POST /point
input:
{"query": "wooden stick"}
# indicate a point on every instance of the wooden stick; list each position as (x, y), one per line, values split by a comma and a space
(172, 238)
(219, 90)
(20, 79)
------------------------------------------------------------
**WRITTEN TASK**.
Copy the data above line for line, keeping every character unchanged.

**FULL SOLUTION**.
POST /point
input:
{"query": "wooden stick"}
# indicate a point on every instance of the wooden stick; list each position as (x, y), one per line, values split by a comma and a space
(172, 238)
(219, 90)
(20, 79)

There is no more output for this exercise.